Fragmento citado:
════
Términos homónimos son los que se escriben igual pero no tienen el mismo significado. Caso de “partido” o de “político”, según se utilicen cada uno de ambos:

  • - Nos fijamos en la expresión “partido político”, donde el sustantivo es “partido” y el adjetivo que le acompaña y matiza es “político”.
  • - Pero si bailamos los conceptos: “político partido” sustantivando lo político, el “partido” abandona su categoría de nombre común para convertirse en participio adjetivado. La expresión obtenida cambia radicalmente, y solo consigue calificar a los políticos y a sus partidos como elementos divididos en varios trocitos.

Pareciera que el subconsciente gramatical se entretuviese aquí con la travesura de trasladar un simple juego de palabras a la realidad. Pues se constata que casi todos los personajes públicos andan a la greña por dentro; malgastando la energía que debieran dedicar al servicio del pueblo, en intrigas palaciegas y conspiraciones individuales al abrigo soterrado de una falsa entrega a su ideario electoralista.

Con mayor o menor intensidad, cada grupo político, de los muchos que asolan nuestro escenario patrio, se halla dividido en facciones cual azulejos en formación de mosaico, que pueden dibujar dos o más paisajes temáticos, como bloques monolíticos poco conciliables. El problema es que cada baldosita es a su vez un núcleo de energía explosiva con aspiraciones personales trepadoras, a costa de lo que sea; con mirada torva al compi cercano y zancadilla preparada para el coleguita más próximo; silbando al techo para evitar la tarjeta amarilla. El más espabilado, o la más listilla, es quien logra encaramarse bajo la axila del líder para, al menor descuido, tirarle del brazo en plan broma para un “quítate tú que me pongo yo”. Es lo habitual que dentro del equipo se formen bloques de un lado y otro para conspirar contra el camarada de enfrente y maquiavelar lo suficiente para medrar dentro del subgrupo organizado; que tiempo habrá luego de escalar a codazo limpio contra los más allegados.
════
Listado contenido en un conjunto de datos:
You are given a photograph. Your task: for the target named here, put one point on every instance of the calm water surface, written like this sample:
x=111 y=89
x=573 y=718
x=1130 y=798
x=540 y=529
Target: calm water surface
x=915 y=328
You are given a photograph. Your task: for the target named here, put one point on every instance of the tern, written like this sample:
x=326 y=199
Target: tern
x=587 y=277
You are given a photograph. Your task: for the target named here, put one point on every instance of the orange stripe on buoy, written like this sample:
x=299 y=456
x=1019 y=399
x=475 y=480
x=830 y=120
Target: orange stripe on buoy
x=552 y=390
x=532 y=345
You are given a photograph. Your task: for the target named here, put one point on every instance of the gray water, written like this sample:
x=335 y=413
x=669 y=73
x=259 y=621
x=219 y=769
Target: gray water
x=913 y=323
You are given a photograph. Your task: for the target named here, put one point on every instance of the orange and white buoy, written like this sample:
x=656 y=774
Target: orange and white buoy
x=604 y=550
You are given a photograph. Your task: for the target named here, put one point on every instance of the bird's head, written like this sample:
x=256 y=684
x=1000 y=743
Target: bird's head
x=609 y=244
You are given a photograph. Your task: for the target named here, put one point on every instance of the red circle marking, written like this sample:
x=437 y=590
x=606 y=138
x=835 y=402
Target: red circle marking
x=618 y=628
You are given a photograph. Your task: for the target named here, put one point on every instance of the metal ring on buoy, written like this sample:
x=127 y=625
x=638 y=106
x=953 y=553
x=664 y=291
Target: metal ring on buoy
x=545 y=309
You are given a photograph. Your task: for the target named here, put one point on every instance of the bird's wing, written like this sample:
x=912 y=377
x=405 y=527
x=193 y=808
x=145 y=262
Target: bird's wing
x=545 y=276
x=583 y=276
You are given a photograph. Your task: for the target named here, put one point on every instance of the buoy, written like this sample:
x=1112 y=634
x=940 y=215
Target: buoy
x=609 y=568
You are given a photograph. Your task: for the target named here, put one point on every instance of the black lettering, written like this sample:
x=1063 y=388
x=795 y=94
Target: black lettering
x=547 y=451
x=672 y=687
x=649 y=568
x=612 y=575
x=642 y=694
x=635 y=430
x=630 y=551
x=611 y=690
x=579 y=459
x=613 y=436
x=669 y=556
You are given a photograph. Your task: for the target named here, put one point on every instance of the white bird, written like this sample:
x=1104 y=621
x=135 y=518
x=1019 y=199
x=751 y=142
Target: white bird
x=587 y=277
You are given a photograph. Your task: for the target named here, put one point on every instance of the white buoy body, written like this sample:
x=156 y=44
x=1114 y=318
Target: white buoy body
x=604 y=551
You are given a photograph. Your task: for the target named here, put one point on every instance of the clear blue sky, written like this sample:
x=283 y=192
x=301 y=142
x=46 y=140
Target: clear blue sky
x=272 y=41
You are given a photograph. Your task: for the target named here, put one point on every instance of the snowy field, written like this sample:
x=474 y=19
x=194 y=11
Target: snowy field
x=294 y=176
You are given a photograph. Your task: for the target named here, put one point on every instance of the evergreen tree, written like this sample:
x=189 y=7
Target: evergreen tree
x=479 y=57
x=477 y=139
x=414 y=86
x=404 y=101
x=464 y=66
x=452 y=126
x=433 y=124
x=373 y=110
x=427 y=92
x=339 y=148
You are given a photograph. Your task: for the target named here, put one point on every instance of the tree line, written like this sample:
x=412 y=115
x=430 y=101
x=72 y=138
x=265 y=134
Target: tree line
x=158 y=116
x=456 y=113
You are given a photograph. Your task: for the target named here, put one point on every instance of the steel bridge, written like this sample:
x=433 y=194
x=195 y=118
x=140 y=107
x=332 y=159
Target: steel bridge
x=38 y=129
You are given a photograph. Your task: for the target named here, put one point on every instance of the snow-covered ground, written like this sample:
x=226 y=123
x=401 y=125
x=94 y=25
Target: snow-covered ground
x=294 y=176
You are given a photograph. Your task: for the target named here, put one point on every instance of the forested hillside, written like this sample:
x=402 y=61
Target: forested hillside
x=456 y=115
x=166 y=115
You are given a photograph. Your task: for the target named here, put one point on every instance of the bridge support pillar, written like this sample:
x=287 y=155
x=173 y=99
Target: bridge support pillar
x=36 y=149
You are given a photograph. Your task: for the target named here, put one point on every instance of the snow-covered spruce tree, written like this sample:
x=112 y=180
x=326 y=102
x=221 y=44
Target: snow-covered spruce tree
════
Qué se pide: Transcribe del fragmento sobre los términos homónimos la parte que se abre con las palabras que contienen "Términos homónimos son" y se cierra con "en varios trocitos.". El listado no guarda ninguna relación con el fragmento.

Respuesta:
Términos homónimos son los que se escriben igual pero no tienen el mismo significado. Caso de “partido” o de “político”, según se utilicen cada uno de ambos:

  • - Nos fijamos en la expresión “partido político”, donde el sustantivo es “partido” y el adjetivo que le acompaña y matiza es “político”.
  • - Pero si bailamos los conceptos: “político partido” sustantivando lo político, el “partido” abandona su categoría de nombre común para convertirse en participio adjetivado. La expresión obtenida cambia radicalmente, y solo consigue calificar a los políticos y a sus partidos como elementos divididos en varios trocitos.